◆ DESCRIPTION OF THE TASK: Report back each line of the data that contains the word "instance".
____________
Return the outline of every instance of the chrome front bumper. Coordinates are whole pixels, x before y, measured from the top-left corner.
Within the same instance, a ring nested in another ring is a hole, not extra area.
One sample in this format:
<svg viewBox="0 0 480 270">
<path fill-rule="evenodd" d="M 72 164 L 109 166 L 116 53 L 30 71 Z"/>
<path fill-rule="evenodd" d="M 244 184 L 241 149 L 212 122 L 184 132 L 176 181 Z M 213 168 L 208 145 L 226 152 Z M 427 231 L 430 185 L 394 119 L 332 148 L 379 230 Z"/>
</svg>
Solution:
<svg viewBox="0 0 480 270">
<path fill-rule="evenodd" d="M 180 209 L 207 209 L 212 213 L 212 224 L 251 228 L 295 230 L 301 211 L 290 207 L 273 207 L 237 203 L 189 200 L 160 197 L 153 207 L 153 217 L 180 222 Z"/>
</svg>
____________
◆ YOUR RESPONSE:
Return the outline of every instance of the chrome front bumper. Coordinates are whole pixels, x before y, measured from the top-left corner.
Within the same instance, a ring nested in another ring is a hole, not extra area.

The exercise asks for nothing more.